AIM OF THE TASK - Replace "jersey" with "shirt" in the entries below, beginning at the line that contains "Question. Identify every instance of the green grass" and continuing through the last line of the entries. Reproduce only those lines, with nothing else changed.

Stored data -
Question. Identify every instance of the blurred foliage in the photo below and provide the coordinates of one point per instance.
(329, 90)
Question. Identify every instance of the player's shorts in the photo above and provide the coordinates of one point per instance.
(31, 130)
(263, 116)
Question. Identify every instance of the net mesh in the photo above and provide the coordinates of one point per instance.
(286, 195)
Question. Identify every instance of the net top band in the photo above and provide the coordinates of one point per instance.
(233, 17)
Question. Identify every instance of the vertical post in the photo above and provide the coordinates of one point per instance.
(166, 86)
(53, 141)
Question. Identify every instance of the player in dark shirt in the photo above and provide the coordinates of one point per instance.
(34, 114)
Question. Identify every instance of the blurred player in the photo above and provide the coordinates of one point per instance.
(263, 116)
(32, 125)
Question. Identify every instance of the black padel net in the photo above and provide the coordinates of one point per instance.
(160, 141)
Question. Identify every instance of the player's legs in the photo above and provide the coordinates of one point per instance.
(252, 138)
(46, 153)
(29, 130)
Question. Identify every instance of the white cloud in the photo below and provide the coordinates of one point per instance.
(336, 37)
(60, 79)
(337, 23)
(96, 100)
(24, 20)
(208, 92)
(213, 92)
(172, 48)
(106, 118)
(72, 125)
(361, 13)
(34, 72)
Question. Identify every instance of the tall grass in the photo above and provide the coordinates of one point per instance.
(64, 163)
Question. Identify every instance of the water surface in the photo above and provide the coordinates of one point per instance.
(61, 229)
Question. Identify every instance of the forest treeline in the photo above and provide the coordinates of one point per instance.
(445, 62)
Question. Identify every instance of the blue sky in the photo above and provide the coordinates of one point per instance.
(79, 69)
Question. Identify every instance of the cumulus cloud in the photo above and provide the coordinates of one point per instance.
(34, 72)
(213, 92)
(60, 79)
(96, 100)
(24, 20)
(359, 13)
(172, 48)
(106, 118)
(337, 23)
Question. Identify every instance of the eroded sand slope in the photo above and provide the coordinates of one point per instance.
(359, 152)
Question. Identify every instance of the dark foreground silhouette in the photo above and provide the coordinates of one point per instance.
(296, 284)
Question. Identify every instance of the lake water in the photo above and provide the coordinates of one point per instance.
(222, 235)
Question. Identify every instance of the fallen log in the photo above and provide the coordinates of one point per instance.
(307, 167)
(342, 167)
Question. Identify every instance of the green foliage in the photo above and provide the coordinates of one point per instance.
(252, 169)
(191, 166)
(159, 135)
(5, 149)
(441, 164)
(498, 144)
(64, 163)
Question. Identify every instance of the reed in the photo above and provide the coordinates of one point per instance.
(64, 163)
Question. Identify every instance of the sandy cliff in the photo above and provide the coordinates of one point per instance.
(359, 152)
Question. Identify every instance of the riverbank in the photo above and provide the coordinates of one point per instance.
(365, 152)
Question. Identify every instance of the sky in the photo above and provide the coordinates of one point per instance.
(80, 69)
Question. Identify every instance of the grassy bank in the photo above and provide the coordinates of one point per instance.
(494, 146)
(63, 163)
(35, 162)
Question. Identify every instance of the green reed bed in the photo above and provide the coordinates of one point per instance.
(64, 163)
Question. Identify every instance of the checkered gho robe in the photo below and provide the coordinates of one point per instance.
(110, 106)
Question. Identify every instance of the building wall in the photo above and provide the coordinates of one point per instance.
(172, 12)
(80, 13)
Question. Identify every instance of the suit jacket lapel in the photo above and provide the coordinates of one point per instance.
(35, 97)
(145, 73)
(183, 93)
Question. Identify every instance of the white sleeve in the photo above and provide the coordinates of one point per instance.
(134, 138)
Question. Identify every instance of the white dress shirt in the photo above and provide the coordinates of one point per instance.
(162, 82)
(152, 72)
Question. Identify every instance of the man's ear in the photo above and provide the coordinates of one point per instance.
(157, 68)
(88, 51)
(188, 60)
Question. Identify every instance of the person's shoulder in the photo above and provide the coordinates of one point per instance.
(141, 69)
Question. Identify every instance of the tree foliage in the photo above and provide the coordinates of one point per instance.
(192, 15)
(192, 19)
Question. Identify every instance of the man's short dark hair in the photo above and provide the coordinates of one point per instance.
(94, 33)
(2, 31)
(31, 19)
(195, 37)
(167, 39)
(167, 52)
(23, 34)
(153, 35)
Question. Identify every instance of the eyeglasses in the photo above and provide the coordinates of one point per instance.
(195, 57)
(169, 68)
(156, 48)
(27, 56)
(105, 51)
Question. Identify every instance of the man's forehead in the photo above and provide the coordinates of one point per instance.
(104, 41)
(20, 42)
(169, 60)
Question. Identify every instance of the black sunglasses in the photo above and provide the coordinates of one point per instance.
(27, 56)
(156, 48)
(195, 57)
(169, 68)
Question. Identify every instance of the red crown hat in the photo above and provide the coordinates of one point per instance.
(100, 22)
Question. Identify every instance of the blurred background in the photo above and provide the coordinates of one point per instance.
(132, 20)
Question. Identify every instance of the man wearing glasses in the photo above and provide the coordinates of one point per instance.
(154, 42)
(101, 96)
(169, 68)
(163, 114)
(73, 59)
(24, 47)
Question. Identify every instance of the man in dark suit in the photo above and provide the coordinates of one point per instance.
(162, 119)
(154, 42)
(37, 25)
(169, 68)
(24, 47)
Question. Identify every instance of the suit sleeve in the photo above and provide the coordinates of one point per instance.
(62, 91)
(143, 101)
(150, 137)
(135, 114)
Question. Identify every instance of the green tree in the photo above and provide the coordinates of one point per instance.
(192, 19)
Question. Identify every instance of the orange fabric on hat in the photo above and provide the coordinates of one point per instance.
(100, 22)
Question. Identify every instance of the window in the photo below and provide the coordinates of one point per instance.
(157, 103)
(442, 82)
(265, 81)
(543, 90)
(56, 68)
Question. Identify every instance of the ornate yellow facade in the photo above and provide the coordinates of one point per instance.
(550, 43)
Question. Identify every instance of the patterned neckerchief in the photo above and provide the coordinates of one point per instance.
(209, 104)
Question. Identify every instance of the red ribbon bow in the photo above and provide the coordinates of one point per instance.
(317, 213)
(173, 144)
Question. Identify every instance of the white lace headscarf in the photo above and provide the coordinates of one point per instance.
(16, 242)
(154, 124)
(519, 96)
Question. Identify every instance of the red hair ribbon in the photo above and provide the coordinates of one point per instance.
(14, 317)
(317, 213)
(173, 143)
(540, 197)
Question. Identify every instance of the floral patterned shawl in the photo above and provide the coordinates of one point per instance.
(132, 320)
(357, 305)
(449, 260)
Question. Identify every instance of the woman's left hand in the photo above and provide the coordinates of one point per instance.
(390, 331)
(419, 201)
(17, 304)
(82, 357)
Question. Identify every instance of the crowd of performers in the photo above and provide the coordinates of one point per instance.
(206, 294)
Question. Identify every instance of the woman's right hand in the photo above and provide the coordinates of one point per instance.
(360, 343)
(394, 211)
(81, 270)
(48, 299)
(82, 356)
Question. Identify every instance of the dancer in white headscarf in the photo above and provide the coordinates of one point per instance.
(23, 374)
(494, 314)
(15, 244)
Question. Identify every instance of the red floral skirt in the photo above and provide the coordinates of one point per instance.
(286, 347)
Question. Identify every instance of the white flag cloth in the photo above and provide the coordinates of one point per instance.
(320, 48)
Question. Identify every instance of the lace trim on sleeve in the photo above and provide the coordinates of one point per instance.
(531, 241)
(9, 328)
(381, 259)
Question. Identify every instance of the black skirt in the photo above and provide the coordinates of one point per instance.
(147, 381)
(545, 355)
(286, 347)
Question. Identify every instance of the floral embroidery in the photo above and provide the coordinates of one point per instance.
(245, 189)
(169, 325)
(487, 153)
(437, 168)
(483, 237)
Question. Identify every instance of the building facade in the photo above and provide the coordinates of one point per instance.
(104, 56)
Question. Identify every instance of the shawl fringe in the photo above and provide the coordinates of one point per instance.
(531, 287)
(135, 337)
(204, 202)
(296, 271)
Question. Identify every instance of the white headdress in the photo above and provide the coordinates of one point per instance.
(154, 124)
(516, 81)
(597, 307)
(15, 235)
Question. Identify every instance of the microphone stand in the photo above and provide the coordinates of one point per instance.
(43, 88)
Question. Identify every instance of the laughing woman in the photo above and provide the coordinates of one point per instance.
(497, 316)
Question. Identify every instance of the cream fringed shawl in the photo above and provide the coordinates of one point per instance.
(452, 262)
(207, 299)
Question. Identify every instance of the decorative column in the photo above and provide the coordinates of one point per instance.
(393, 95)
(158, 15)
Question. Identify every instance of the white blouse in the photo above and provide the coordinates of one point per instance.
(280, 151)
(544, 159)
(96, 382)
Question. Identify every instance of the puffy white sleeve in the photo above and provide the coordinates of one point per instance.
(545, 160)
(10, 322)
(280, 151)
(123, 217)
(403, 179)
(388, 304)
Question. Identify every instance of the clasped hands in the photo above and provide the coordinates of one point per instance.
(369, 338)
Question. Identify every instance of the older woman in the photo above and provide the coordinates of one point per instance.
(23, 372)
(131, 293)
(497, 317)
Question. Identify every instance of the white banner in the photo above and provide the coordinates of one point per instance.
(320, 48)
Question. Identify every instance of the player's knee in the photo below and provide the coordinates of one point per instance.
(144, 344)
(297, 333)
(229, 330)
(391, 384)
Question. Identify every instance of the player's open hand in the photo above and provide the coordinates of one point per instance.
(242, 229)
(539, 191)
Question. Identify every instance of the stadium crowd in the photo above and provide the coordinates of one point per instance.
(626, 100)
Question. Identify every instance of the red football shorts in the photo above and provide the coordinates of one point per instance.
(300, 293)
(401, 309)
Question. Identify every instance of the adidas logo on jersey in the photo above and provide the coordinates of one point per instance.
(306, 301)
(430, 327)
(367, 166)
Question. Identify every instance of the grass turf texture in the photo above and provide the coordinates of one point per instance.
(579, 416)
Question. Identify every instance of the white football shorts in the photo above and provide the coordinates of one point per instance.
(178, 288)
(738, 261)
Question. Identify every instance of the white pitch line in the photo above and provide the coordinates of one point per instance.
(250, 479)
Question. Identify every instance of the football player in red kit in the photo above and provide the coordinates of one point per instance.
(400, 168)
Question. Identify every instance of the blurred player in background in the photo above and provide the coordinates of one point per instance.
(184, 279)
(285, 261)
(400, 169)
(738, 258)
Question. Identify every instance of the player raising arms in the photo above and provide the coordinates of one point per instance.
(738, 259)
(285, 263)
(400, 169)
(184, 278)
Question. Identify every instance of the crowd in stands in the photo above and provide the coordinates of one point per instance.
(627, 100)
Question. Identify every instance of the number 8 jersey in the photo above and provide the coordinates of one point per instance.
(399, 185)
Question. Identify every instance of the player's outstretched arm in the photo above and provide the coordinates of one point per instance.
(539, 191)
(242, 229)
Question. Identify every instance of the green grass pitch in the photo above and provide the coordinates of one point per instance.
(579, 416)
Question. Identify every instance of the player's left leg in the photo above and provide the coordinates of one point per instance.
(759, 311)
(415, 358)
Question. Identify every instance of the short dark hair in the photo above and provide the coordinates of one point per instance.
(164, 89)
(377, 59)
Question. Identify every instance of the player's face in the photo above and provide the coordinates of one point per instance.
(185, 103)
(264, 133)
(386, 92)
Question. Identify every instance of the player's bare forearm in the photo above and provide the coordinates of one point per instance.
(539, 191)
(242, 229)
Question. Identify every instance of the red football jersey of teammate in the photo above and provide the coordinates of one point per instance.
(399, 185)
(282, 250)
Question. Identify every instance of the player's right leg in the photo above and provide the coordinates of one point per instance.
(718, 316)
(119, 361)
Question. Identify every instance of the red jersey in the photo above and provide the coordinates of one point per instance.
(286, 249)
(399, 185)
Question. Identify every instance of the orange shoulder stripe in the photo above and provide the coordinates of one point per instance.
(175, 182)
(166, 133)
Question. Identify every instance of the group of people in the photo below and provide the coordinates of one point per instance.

OUTPUT FOR THIS EXERCISE -
Question. Identify every instance of the green grass pitch in the photo above and provide the coordinates of one point per instance.
(579, 416)
Question. Identify every instance of the player's left leg in the photo above and provide the coordinates of one point per instance.
(759, 311)
(415, 358)
Question. Identify every instance of the short dark hair in the photo above and provide the coordinates of one point per instance.
(164, 89)
(377, 59)
Question. Identify every instance of the player's face in the photo above and provide the coordinates of one point per instance.
(185, 103)
(264, 133)
(386, 92)
Question. Identify every instance of the player's bare forearm in the photo above and provide the coordinates of one point per instance.
(539, 191)
(242, 229)
Question. Identify every instance of the red football shirt of teammate in the photo above and provide the coordinates of one point per instance.
(399, 185)
(282, 250)
Question. Identify every instance of the player's right leg in the photo above and provide the coordinates of one point per instance.
(718, 316)
(119, 361)
Question. Identify every instance of the red shirt in the photo above and provide the coordinates of one point per instance.
(286, 249)
(399, 185)
Question. Identify every instance of the orange shoulder stripe in the photo above and provide the coordinates of one point per instance.
(175, 182)
(166, 133)
Question. Identify every instance of the group of people in the photo below and provide the coordinates of one point per instance.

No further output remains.